__Task to complete__: List every line in the entries below that contains the string "target", copying each such line in full.

__Material supplied__:
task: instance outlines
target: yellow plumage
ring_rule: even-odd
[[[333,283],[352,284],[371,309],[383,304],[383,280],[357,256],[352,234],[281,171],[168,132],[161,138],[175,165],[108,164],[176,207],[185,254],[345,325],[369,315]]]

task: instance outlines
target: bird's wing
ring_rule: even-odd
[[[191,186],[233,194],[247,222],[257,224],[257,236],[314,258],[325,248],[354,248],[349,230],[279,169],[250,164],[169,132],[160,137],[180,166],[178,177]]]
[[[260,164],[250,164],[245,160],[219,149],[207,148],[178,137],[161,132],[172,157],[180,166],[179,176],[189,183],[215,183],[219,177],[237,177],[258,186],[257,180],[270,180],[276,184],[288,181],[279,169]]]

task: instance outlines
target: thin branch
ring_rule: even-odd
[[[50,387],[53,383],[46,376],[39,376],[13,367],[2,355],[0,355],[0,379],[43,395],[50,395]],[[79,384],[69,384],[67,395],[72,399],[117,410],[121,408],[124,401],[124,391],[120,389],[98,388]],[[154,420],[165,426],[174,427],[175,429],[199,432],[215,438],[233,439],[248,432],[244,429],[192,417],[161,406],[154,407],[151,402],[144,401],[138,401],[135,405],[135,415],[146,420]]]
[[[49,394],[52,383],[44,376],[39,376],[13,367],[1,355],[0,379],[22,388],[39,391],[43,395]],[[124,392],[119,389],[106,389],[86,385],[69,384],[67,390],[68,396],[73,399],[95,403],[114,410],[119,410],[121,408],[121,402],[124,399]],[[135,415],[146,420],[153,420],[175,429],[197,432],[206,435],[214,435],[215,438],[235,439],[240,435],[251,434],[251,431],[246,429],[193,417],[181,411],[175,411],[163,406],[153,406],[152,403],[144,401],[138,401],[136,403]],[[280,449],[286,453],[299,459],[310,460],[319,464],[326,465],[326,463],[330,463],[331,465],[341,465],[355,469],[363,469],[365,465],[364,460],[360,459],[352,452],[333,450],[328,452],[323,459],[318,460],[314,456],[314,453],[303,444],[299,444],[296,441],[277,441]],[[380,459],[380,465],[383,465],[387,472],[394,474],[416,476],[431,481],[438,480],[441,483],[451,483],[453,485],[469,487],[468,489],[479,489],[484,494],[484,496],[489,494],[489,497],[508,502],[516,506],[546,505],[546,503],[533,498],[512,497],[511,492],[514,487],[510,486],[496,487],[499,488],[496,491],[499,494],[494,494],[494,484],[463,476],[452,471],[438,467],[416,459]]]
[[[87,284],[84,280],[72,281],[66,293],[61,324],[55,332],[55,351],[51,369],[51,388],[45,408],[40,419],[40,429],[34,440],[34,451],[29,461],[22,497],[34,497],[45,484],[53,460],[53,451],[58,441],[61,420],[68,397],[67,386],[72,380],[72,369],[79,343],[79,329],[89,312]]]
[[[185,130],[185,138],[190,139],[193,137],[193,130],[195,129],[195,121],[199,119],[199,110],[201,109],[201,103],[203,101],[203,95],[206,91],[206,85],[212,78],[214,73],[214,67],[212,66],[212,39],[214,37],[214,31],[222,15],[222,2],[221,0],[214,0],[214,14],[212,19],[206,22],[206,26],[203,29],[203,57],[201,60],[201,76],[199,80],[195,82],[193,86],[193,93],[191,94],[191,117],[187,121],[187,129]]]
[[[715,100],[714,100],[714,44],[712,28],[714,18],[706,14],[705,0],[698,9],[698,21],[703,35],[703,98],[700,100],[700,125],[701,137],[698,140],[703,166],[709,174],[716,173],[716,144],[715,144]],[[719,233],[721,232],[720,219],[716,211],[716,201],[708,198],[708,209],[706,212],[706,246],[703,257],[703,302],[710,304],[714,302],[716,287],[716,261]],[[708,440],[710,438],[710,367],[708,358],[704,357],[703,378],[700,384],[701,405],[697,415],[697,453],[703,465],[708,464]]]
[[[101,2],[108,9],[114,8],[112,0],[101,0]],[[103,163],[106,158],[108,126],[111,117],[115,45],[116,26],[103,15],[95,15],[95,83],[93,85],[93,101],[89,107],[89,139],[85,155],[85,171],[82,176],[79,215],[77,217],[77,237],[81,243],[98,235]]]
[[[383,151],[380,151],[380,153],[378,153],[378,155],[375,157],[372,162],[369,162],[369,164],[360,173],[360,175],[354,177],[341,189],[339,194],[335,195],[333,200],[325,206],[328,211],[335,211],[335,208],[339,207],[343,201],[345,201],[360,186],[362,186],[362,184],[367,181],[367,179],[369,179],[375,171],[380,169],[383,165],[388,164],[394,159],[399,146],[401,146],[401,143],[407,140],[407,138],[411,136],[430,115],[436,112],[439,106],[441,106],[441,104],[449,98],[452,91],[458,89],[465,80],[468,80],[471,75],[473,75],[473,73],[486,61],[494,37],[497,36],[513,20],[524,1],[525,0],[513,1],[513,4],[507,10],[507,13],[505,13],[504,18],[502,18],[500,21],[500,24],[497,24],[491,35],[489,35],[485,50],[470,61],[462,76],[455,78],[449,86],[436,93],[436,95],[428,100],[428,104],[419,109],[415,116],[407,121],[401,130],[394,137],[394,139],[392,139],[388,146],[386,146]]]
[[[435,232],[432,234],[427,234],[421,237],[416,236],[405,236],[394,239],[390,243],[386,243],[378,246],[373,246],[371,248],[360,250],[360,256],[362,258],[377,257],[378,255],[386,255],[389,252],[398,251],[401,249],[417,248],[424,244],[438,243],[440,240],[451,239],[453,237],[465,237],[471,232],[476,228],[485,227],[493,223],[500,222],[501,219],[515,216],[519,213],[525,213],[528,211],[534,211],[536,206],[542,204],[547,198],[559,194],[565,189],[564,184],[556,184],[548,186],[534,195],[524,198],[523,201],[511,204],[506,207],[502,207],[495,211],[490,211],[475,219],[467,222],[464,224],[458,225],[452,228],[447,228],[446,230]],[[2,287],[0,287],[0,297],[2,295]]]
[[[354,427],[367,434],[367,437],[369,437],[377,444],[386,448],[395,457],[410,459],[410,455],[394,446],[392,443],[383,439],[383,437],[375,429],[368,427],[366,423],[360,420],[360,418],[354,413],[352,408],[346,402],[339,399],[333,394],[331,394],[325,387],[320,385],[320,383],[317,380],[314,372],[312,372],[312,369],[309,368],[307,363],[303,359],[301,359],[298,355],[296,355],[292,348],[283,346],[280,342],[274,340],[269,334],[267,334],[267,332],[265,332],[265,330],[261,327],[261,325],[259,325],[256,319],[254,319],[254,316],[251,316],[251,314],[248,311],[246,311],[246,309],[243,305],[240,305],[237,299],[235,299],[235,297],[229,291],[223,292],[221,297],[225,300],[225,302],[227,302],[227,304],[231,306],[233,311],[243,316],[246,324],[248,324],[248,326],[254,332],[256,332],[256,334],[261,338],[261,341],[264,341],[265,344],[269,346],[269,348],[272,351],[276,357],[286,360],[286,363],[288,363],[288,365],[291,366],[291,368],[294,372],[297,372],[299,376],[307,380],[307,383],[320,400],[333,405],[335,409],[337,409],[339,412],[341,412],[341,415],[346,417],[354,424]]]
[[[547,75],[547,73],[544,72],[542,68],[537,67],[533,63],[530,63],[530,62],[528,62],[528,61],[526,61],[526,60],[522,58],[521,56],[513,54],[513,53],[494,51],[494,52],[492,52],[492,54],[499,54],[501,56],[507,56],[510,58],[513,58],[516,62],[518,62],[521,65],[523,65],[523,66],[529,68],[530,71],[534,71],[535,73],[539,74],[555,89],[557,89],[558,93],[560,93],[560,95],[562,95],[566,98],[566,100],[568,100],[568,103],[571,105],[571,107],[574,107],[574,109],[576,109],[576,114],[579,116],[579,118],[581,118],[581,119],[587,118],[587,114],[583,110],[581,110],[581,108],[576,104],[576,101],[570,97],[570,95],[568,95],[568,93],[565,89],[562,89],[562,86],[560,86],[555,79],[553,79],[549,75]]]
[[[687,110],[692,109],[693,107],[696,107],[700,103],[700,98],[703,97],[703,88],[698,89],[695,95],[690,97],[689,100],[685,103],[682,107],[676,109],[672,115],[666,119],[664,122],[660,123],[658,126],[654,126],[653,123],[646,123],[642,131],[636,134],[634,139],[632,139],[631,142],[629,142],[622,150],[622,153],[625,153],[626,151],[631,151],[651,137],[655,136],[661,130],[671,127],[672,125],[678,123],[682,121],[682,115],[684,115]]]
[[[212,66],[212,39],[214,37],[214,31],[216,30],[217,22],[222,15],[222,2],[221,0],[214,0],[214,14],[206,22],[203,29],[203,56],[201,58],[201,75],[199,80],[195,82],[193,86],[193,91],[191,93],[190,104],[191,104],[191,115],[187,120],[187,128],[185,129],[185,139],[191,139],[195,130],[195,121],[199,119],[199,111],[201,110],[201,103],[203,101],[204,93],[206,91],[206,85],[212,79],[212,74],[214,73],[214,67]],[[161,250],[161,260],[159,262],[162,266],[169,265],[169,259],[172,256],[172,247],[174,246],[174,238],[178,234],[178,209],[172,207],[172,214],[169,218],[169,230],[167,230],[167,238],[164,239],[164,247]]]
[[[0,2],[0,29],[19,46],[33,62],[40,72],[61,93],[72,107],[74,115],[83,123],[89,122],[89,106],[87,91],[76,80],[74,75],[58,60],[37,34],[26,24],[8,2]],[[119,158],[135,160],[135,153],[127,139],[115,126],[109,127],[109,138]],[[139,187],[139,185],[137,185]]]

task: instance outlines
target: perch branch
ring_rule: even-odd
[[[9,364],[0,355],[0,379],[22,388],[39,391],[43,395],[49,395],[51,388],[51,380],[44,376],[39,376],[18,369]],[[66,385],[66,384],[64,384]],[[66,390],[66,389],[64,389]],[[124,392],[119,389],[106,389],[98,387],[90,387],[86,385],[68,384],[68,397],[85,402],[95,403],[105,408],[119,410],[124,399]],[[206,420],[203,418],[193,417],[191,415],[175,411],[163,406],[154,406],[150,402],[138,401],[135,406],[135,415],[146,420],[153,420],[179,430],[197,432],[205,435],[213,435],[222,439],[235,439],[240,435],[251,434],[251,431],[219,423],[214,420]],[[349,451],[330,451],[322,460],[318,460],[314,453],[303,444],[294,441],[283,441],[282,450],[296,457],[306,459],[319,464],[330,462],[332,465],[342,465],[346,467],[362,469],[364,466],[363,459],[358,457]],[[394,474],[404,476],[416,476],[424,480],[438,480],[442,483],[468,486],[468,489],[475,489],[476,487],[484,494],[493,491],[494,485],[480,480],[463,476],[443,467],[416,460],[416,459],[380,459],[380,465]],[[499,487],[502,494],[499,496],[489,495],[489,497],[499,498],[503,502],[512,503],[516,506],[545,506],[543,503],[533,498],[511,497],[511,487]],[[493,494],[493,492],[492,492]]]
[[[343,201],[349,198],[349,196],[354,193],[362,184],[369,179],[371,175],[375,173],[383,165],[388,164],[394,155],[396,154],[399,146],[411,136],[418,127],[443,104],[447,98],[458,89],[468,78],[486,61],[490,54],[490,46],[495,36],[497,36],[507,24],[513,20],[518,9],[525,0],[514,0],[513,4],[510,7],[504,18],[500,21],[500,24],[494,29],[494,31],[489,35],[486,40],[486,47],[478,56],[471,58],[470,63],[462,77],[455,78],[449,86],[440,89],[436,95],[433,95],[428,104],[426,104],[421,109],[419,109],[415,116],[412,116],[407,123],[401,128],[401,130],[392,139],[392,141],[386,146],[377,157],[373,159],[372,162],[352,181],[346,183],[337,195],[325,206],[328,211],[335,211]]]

__Answer to this exercise__:
target: yellow plumage
target: bird's wing
target: thin branch
target: perch branch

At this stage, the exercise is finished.